About this task: Extract only the first line of the listing and every line after it up to and including the one with "Guideline: the keypoint for each instance of the white building". Omit the pictures.

Entries supplied:

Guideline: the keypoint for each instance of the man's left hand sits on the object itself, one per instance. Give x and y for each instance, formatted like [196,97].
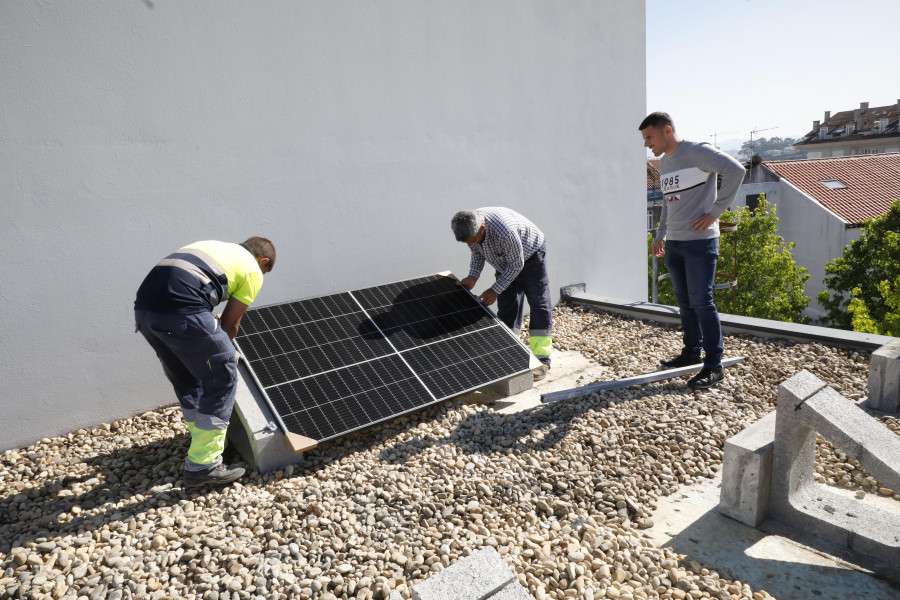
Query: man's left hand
[488,297]
[701,224]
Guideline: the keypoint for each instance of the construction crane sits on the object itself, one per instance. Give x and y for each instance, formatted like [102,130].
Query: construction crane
[752,133]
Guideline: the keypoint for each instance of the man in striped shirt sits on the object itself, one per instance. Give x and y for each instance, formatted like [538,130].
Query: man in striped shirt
[515,247]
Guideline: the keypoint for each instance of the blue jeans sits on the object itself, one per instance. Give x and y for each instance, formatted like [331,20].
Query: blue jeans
[692,265]
[199,360]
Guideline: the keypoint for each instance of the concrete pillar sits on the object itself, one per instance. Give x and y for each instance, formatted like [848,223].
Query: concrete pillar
[884,378]
[747,472]
[806,407]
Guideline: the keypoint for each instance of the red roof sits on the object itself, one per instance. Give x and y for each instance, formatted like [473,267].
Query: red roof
[872,180]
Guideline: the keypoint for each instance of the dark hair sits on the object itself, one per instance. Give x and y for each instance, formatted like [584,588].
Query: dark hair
[262,248]
[466,224]
[658,120]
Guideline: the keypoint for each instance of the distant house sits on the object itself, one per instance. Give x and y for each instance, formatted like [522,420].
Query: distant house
[852,132]
[654,194]
[822,203]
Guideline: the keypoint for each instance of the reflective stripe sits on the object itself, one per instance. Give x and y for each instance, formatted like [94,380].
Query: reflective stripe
[179,263]
[214,266]
[206,446]
[184,265]
[541,345]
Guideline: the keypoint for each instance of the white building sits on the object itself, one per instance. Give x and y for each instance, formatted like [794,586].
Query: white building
[851,132]
[347,132]
[822,203]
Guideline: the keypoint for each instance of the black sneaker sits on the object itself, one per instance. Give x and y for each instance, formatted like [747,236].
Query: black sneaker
[706,378]
[218,476]
[682,360]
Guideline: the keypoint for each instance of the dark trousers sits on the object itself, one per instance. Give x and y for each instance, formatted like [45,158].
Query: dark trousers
[199,360]
[532,284]
[692,265]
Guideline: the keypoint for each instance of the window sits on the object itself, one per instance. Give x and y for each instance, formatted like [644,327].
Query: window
[752,200]
[835,184]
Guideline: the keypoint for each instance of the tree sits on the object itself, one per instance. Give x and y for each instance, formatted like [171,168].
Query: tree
[769,281]
[865,281]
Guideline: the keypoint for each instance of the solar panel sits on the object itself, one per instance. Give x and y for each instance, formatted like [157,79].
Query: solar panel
[335,364]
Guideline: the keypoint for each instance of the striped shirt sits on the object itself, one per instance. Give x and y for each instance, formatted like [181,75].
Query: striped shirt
[509,240]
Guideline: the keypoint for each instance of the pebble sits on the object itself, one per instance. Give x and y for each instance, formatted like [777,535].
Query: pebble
[562,492]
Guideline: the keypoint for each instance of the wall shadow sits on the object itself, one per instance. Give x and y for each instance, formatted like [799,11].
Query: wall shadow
[143,476]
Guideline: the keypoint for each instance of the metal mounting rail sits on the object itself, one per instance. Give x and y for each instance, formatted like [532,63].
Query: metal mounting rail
[616,384]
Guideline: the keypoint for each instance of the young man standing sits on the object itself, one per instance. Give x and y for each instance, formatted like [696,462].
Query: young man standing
[688,237]
[174,312]
[515,247]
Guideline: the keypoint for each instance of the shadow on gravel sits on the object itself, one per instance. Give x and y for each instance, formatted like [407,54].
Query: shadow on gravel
[111,487]
[487,431]
[717,540]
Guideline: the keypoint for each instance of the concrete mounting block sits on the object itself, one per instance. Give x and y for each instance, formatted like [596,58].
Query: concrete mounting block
[806,407]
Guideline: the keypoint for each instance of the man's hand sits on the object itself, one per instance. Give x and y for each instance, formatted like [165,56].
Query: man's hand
[468,282]
[488,297]
[701,224]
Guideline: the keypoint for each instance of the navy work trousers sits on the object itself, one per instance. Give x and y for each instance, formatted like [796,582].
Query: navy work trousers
[199,359]
[532,284]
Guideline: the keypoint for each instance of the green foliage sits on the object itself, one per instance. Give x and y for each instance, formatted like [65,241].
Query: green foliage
[770,283]
[864,283]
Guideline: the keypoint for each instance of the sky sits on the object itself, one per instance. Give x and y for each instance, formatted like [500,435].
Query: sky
[724,68]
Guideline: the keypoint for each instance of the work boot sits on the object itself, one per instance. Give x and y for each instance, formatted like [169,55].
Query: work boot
[682,360]
[218,476]
[707,378]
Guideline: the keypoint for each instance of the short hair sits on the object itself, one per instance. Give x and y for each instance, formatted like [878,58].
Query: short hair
[262,248]
[466,224]
[658,120]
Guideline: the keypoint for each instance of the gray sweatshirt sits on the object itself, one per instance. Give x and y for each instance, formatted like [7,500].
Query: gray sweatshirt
[688,180]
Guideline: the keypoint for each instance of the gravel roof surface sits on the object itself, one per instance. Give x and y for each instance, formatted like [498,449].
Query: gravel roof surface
[562,491]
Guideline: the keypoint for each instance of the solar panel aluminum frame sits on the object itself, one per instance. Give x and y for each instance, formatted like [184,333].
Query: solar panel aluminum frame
[300,443]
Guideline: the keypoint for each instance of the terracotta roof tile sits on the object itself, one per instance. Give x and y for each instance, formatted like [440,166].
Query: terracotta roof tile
[872,180]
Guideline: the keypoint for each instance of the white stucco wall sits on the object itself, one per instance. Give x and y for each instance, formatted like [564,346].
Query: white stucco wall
[347,132]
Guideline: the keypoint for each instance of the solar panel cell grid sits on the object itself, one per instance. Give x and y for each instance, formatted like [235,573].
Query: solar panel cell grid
[338,363]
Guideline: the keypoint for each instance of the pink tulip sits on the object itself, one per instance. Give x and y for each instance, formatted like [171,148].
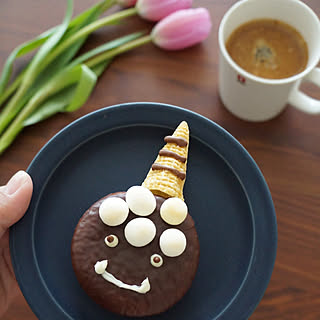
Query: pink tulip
[182,29]
[156,10]
[127,3]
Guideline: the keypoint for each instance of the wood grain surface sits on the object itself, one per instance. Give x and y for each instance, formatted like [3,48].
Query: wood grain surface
[287,149]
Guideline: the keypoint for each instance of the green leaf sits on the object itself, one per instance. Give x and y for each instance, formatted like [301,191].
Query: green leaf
[53,105]
[99,68]
[18,52]
[82,19]
[106,46]
[84,88]
[35,66]
[68,91]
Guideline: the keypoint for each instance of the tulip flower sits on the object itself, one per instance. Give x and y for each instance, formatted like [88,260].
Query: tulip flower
[182,29]
[156,10]
[127,3]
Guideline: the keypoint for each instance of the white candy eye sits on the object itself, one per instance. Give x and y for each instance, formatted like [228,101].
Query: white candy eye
[156,260]
[113,211]
[140,231]
[173,211]
[141,200]
[111,241]
[172,242]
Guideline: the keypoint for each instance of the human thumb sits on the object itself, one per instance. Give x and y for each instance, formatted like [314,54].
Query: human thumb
[14,199]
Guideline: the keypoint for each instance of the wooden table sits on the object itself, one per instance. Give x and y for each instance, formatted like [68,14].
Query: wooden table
[286,148]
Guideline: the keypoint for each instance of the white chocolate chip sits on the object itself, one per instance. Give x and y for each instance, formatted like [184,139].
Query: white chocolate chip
[173,211]
[154,262]
[172,242]
[141,200]
[113,211]
[140,231]
[111,240]
[101,266]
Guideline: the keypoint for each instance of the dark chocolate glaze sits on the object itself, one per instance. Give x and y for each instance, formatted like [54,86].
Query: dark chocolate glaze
[181,142]
[132,265]
[168,153]
[181,175]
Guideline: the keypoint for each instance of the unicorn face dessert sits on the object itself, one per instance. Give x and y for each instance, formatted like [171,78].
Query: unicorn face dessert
[136,252]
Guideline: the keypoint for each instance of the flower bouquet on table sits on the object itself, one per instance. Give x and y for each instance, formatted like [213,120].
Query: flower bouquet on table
[57,80]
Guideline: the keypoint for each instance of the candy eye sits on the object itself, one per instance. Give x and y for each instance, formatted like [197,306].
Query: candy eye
[111,241]
[140,231]
[172,242]
[156,260]
[113,211]
[141,200]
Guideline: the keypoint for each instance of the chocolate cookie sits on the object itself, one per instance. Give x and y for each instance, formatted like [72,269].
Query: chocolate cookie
[168,277]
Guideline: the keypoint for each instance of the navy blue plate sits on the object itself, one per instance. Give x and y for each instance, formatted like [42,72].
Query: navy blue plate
[112,149]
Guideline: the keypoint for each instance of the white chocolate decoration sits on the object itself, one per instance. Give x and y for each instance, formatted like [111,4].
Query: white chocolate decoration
[111,240]
[172,242]
[101,268]
[156,260]
[173,211]
[141,200]
[113,211]
[140,231]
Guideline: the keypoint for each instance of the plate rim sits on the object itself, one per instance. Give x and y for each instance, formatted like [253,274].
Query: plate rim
[226,313]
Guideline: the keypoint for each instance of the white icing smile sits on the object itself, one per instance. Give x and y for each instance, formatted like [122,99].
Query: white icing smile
[101,268]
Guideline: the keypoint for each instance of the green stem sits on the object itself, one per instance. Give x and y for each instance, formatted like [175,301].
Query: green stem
[89,29]
[14,106]
[121,49]
[17,125]
[14,86]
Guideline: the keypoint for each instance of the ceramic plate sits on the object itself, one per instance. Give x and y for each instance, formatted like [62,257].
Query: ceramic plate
[112,149]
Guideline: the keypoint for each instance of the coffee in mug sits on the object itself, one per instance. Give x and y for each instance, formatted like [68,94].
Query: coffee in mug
[268,48]
[262,97]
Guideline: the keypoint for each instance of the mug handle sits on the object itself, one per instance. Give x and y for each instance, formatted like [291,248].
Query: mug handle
[300,100]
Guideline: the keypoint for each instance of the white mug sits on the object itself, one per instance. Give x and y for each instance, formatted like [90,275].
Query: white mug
[258,99]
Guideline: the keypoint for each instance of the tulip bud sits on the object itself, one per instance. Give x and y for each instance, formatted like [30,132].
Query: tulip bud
[156,10]
[127,3]
[182,29]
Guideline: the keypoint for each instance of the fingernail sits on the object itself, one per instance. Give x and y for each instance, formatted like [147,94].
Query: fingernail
[16,182]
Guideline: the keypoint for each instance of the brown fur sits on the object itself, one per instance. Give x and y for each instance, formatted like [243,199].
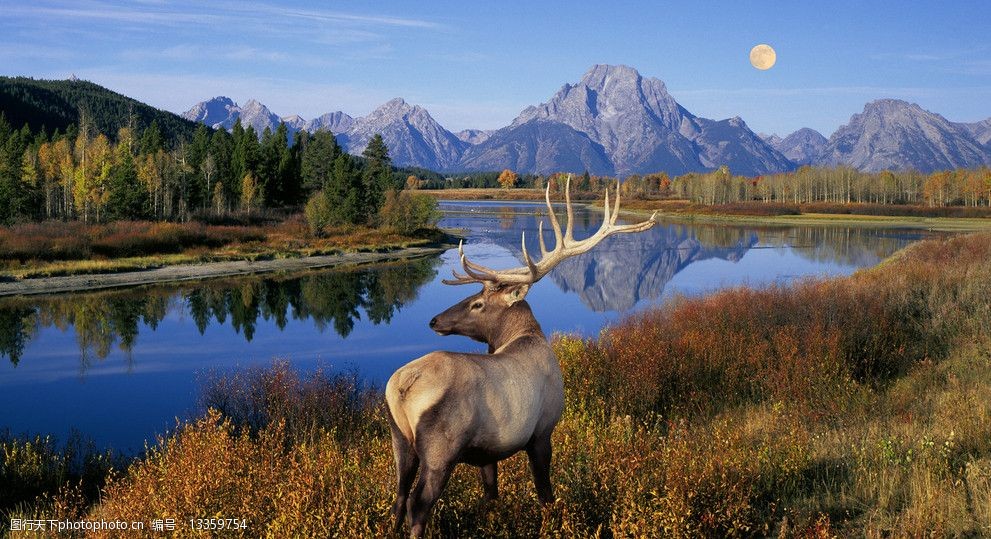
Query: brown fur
[447,408]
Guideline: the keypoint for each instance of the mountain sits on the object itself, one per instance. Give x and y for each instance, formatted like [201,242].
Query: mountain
[474,136]
[640,128]
[335,122]
[731,143]
[802,147]
[773,140]
[414,138]
[981,131]
[222,113]
[615,121]
[538,146]
[56,104]
[895,134]
[214,112]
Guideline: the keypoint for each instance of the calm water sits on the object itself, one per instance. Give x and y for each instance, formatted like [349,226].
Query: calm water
[122,366]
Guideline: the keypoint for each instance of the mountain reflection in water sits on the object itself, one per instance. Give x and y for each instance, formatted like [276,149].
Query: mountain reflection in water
[102,319]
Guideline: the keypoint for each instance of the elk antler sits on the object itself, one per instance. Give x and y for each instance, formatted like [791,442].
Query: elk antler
[565,245]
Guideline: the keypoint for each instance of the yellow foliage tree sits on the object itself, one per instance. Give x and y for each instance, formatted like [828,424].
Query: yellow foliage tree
[507,179]
[250,192]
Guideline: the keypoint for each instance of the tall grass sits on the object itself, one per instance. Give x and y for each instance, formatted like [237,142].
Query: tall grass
[76,241]
[856,407]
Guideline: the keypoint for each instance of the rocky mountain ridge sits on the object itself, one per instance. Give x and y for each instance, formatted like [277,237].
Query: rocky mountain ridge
[615,121]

Task answer:
Guideline: the keypoint for each instance of the man's left hand sits on the object itself, one per instance. Give x and y for each instance, formatted like [196,97].
Query: man's left hand
[488,297]
[701,224]
Guideline: the keypoint for each instance of the construction crane sits on the object itself, one per instance. Give x and y for each instance, formatted like [102,130].
Query: construction crane
[752,133]
Guideline: the keypoint for each instance of the man in striped shirt sits on the object itself, one per instance. Give x and y for each instance, formatted like [538,130].
Query: man in striped shirt
[515,247]
Guideline: the keypoint for each instance of the blue jeans sits on the object itself, one per instance. Give x and y for each instance, formatted like [331,20].
Query: blue jeans
[692,265]
[199,360]
Guideline: the keypoint for each instance of the concrete pillar sits on the object itself, one per instance. Give x and y for each instance, formatted like [848,223].
Query: concrete pillar
[884,378]
[747,472]
[806,407]
Guideline: the keypoint for each instance of the red roof sits on the object itself, one per instance. Give x and y for each instance, formatted like [473,267].
Query: red roof
[872,180]
Guideline: the keypoint for each instance of the dark hair sits on the object itself, one per instance. Give x and y for each instance, formatted like [584,588].
Query: dark hair
[262,248]
[466,224]
[658,120]
Guideline: the keypoint for each instance of the distant house sits on the object itself, one per instance. Give x and y for each instance, formatted like [522,420].
Query: distant house
[852,132]
[654,194]
[822,203]
Guideline: the keypoint for each instance of the reflective stripe sits on the object itself, one per instance. Give x and y for each instance, formatted like [94,380].
Query: reflective stripe
[179,263]
[214,266]
[206,446]
[184,265]
[541,345]
Guideline: the keypoint for each instance of the white building sits on the object itself, one per instance. Give x and y for each instance, formatted like [794,586].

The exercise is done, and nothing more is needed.